[INPUT]
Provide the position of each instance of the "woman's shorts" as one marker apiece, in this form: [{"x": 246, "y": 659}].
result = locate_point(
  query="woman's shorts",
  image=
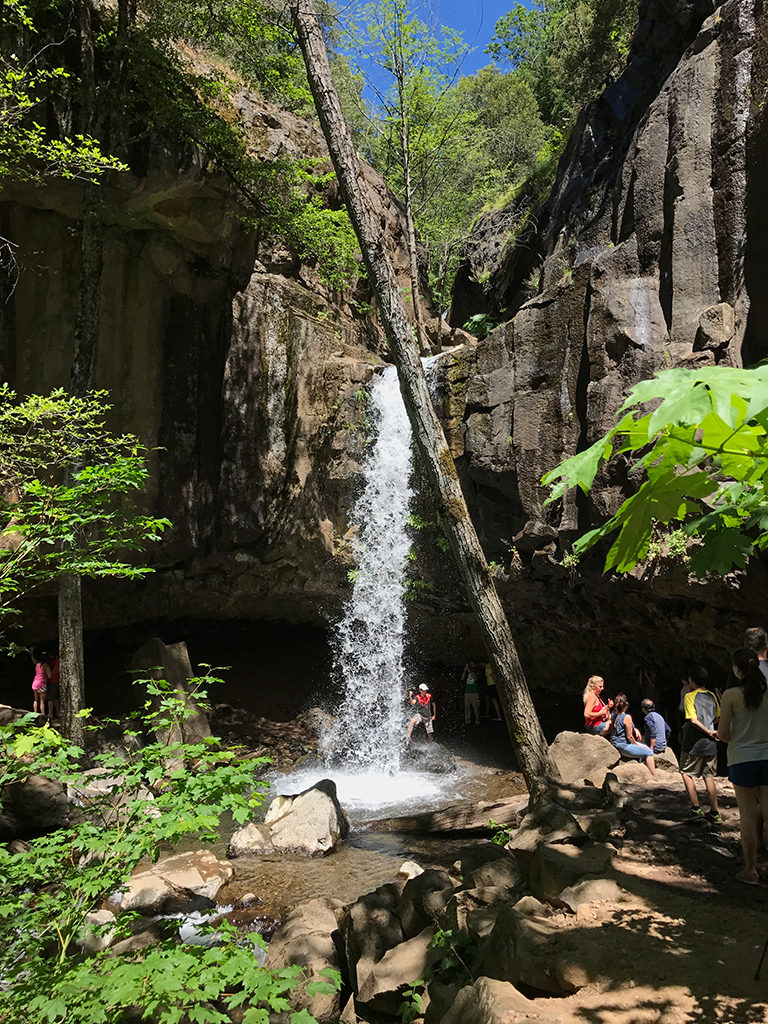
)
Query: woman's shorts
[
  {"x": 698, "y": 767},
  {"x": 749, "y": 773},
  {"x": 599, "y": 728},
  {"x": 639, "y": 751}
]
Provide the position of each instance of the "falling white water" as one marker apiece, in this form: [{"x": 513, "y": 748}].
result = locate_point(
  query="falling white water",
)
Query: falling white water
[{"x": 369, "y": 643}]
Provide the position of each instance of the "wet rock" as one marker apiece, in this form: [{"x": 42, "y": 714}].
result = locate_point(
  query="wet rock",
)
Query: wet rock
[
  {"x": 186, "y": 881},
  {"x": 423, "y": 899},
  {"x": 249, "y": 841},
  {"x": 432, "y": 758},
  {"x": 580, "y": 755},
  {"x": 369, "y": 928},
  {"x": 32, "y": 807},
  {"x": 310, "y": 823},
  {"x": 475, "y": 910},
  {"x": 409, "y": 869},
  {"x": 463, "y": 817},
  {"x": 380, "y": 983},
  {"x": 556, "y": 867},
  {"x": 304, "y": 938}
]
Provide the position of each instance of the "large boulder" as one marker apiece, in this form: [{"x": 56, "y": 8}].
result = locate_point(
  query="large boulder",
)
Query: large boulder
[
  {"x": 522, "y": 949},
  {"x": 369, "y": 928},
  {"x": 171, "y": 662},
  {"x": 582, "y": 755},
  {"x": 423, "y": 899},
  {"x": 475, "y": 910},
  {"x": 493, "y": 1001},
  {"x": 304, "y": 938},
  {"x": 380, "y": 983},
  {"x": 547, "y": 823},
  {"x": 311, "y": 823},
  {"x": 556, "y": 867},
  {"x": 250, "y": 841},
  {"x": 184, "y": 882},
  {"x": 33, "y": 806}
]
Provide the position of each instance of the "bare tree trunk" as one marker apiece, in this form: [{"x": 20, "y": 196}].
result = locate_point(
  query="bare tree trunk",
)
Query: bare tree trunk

[WHAT YOU SHOULD DO] Rewrite all the lines above, putting "slippery stone" in place of every "wet rock" and changing nothing else. Leave the pictures out of your version.

[REPLY]
Provide the position of each instance of the "woman's shorts" as one marker apiece, in this form: [{"x": 246, "y": 659}].
result = locate_point(
  query="woman's shorts",
  image=
)
Query: woman's shorts
[
  {"x": 698, "y": 767},
  {"x": 749, "y": 773},
  {"x": 599, "y": 728},
  {"x": 639, "y": 751}
]
Provide the position of each instance of the "falling white water" as one marker apiece, in this form: [{"x": 513, "y": 748}].
result = locate_point(
  query="falling white water",
)
Query: falling white water
[{"x": 369, "y": 643}]
Provide the position of each instance of the "slippery stone" as one marker apiece, in this form: [{"x": 42, "y": 714}].
result = locate_point(
  query="slippery stone",
)
Query: slippery stone
[
  {"x": 186, "y": 881},
  {"x": 423, "y": 899},
  {"x": 249, "y": 841},
  {"x": 432, "y": 758},
  {"x": 580, "y": 755},
  {"x": 369, "y": 928},
  {"x": 32, "y": 807},
  {"x": 310, "y": 823},
  {"x": 475, "y": 910},
  {"x": 409, "y": 869},
  {"x": 463, "y": 817},
  {"x": 380, "y": 983},
  {"x": 556, "y": 867},
  {"x": 304, "y": 938}
]
Provide the position of each instance of the "large boulder" as one marker apiece, in this form: [{"x": 56, "y": 8}].
result = locate_point(
  query="large boulder",
)
Query: large boulder
[
  {"x": 522, "y": 949},
  {"x": 369, "y": 928},
  {"x": 171, "y": 662},
  {"x": 582, "y": 755},
  {"x": 423, "y": 899},
  {"x": 475, "y": 910},
  {"x": 493, "y": 1001},
  {"x": 304, "y": 938},
  {"x": 380, "y": 983},
  {"x": 547, "y": 823},
  {"x": 311, "y": 823},
  {"x": 556, "y": 867},
  {"x": 250, "y": 841},
  {"x": 184, "y": 882},
  {"x": 33, "y": 806}
]
Provide the position of each instance of the "bare tree trunk" as one marker apiece, in this form: [{"x": 20, "y": 196}].
result = locate_point(
  query="bare tree trunk",
)
Query: bare tree trunk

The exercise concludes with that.